* YOUR ASSIGNMENT
Please format the part that opens with the first line and closes with the line containing "403L362 398L356 415L346" as a Markdown table with the columns No. and Line. Leave out any blank lines.

Extracted data entries:
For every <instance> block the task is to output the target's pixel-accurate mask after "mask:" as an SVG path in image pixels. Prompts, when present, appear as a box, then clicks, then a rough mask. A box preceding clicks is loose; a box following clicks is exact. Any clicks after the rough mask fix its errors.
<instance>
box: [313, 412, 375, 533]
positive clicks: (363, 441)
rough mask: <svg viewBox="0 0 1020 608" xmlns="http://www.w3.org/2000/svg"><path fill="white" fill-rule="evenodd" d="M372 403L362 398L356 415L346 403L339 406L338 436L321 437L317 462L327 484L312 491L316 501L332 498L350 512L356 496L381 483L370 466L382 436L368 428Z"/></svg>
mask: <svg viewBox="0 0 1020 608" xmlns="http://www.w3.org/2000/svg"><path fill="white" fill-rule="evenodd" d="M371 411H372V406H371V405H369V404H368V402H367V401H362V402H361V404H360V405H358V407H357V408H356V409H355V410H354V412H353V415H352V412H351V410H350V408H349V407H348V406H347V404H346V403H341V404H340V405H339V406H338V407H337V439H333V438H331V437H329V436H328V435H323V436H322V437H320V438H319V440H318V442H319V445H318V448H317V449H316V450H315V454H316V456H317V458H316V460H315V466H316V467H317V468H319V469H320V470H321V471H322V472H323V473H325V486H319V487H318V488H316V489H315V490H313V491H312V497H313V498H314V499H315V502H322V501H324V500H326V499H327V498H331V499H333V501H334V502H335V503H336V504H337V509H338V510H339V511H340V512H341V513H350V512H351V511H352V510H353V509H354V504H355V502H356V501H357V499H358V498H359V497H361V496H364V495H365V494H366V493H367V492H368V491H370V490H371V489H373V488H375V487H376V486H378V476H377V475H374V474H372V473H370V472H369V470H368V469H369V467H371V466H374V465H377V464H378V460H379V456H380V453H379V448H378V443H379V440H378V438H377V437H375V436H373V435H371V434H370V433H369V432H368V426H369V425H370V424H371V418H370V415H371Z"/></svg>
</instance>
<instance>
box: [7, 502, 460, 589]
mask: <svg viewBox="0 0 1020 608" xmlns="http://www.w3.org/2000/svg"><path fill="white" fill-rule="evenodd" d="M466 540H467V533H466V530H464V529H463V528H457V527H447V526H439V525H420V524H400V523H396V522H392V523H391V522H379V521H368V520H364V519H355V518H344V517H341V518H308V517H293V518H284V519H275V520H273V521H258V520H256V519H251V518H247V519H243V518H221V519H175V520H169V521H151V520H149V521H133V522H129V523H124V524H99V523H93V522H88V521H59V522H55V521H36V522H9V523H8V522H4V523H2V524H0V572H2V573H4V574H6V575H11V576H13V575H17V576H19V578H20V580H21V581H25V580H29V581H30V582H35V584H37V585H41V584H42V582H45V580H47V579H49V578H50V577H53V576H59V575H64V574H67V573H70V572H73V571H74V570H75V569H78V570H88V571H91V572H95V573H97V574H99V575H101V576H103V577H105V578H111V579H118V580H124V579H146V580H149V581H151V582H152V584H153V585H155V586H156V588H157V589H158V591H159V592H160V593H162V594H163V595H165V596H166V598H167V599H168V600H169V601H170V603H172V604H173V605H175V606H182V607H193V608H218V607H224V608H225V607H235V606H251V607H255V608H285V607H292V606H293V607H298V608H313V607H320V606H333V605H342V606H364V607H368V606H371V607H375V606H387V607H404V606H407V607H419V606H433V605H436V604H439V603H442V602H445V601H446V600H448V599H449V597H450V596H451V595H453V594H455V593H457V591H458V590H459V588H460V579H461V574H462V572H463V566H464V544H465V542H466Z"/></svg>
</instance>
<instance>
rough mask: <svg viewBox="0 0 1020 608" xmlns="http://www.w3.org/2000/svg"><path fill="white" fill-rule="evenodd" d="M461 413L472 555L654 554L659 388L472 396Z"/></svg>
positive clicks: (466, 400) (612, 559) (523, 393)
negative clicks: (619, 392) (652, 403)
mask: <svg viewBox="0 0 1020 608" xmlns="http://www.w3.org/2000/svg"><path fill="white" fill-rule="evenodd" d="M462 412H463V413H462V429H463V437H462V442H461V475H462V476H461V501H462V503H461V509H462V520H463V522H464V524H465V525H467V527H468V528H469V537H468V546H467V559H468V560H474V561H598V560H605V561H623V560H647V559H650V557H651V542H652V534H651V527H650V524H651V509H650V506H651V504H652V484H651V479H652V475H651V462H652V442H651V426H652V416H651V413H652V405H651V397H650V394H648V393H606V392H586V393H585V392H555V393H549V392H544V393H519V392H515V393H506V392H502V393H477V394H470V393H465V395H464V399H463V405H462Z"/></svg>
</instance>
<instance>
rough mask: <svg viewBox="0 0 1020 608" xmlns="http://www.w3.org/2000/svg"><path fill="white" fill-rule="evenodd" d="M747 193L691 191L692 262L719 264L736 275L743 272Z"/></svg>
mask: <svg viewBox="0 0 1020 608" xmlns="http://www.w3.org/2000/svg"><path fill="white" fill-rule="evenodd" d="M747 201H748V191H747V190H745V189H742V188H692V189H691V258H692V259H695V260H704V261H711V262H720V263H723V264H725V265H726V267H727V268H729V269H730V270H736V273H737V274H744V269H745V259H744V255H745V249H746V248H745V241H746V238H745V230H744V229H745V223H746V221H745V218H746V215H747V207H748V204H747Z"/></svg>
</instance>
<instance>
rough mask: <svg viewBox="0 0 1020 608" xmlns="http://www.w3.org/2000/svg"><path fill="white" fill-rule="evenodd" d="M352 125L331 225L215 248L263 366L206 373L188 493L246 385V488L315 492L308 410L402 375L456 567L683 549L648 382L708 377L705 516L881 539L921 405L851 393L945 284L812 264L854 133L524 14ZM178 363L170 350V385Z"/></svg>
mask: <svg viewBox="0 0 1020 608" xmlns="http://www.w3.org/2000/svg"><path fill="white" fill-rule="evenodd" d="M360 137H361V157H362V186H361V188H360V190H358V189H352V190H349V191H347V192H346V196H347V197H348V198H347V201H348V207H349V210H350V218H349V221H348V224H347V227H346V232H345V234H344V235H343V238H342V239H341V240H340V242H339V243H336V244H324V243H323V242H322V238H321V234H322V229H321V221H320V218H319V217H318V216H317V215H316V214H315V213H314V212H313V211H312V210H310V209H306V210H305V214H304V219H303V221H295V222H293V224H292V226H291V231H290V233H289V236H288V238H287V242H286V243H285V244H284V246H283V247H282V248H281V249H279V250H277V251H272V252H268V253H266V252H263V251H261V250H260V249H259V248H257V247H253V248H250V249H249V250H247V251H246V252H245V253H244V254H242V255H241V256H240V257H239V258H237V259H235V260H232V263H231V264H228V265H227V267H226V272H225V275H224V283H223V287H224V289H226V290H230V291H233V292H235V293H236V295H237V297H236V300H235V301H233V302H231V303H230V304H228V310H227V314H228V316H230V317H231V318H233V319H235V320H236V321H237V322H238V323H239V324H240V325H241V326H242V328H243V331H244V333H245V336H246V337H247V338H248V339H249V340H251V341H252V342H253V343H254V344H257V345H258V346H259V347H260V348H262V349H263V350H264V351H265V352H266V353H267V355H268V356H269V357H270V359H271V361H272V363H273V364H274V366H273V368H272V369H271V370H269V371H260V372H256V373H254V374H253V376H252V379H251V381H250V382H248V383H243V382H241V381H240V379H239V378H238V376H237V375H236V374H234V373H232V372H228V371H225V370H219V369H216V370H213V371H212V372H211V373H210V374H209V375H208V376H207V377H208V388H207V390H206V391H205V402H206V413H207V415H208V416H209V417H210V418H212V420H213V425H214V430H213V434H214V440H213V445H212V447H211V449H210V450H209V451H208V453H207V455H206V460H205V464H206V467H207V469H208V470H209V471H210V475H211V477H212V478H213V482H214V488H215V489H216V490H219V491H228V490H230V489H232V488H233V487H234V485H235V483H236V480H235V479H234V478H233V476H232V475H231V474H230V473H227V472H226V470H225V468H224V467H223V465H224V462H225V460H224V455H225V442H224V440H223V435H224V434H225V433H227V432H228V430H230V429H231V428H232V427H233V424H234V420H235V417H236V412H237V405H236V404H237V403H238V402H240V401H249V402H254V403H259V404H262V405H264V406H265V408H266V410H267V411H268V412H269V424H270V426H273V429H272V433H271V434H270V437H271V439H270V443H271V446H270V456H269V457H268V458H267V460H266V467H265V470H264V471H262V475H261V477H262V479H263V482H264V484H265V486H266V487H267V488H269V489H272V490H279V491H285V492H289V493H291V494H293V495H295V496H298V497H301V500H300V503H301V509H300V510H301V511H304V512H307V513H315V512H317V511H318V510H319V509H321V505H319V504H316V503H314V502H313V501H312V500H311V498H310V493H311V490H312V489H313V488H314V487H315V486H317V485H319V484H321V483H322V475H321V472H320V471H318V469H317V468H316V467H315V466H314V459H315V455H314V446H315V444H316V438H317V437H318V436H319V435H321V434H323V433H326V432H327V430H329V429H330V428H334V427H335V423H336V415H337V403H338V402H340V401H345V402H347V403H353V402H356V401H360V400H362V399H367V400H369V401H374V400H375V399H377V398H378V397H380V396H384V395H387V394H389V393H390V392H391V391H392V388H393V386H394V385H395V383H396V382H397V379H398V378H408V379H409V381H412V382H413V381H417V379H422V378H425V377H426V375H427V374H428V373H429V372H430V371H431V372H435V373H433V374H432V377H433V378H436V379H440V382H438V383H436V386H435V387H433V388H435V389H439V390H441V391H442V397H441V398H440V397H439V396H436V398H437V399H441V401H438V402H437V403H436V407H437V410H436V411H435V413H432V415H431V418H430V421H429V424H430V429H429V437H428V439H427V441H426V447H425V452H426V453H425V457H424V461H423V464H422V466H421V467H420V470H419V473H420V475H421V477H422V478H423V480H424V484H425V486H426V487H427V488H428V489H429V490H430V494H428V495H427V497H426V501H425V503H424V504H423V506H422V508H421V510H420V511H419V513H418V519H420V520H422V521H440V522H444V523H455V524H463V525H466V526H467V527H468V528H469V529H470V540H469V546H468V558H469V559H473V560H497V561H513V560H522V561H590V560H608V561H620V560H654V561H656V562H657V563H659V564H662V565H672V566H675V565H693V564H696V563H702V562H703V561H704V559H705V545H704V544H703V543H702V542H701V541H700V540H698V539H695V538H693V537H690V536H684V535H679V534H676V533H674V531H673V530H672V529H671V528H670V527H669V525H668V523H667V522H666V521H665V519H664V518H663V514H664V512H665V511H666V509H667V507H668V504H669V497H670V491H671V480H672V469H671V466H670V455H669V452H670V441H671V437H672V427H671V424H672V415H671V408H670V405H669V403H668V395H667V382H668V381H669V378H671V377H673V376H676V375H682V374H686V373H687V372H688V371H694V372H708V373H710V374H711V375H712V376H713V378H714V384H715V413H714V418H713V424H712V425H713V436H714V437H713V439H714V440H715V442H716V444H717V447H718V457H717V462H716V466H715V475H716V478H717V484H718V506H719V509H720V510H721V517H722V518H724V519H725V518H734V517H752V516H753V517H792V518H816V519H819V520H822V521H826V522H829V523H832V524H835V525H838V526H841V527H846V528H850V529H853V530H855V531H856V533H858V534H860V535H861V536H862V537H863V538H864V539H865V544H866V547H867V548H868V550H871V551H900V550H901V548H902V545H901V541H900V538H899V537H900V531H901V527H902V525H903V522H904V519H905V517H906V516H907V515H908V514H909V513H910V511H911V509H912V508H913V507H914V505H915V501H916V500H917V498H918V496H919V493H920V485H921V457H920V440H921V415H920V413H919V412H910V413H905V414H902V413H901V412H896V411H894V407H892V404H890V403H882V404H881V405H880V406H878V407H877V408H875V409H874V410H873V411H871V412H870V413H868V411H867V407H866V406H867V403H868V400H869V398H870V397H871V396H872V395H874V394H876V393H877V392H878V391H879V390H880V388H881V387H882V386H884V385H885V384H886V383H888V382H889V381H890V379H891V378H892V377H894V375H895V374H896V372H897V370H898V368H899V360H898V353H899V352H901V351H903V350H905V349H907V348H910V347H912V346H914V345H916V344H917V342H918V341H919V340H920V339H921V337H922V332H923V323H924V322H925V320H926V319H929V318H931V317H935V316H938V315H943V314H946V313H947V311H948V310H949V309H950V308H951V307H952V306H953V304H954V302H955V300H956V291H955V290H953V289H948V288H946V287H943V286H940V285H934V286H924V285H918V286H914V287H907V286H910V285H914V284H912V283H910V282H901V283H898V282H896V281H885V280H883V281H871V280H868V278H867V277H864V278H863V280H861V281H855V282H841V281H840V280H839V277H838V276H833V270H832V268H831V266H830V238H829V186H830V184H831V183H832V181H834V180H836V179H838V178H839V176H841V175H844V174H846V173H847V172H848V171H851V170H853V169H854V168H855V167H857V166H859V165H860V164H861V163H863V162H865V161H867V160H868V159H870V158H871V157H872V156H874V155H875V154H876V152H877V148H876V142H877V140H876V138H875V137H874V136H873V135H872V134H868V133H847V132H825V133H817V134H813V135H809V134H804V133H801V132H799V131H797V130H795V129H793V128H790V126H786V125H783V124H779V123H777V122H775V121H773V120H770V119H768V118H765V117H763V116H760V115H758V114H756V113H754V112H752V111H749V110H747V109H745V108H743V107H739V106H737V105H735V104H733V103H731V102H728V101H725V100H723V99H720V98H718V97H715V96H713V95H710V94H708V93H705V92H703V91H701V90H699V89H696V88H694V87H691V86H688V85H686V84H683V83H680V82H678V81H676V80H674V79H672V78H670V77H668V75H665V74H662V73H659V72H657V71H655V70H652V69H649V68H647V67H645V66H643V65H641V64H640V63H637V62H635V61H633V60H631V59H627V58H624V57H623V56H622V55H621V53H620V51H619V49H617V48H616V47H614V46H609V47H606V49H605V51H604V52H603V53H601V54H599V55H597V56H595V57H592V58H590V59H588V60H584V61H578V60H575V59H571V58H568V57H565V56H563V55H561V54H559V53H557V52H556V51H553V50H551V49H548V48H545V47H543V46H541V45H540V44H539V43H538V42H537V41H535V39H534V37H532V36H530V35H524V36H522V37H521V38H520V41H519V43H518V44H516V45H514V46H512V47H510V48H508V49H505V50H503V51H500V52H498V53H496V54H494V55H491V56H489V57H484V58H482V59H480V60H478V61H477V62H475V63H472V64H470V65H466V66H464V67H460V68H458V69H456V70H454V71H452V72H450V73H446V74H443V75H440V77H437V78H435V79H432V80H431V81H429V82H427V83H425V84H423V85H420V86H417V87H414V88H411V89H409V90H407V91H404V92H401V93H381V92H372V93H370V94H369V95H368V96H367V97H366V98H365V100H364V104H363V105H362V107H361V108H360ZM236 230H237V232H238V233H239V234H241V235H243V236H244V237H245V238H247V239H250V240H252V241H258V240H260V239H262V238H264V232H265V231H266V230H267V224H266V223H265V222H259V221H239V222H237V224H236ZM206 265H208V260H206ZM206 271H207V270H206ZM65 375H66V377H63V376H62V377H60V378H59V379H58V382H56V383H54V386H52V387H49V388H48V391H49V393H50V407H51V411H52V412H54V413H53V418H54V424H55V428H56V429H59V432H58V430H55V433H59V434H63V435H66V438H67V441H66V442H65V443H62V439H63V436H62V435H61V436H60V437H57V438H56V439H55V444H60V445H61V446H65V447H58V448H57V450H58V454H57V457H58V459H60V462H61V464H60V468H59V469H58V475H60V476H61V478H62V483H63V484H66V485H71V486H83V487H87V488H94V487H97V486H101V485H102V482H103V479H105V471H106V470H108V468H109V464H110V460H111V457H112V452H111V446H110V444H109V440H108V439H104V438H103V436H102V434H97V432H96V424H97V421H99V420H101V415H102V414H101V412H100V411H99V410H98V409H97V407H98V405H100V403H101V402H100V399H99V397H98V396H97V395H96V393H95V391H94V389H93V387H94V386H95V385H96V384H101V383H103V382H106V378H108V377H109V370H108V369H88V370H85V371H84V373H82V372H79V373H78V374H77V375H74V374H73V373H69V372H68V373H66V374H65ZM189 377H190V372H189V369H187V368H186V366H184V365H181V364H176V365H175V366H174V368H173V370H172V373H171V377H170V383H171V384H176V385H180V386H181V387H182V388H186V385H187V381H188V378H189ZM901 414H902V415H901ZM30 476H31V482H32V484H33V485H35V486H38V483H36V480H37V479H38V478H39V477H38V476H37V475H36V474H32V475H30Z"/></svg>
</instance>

* SOLUTION FOR THIS TASK
| No. | Line |
|---|---|
| 1 | For every <instance> block the task is to output the target's pixel-accurate mask after "mask:" as an SVG path in image pixels. Prompts, when present, appear as a box, then clicks, then a rough mask. A box preceding clicks is loose; a box following clicks is exact. Any clicks after the rough mask fix its errors. |
| 2 | <instance> |
| 3 | box: [313, 412, 375, 533] |
| 4 | positive clicks: (363, 441) |
| 5 | rough mask: <svg viewBox="0 0 1020 608" xmlns="http://www.w3.org/2000/svg"><path fill="white" fill-rule="evenodd" d="M372 403L362 398L356 415L346 403L339 406L338 436L321 437L317 462L327 484L312 491L316 501L332 498L350 512L356 496L381 483L370 466L382 436L368 428Z"/></svg> |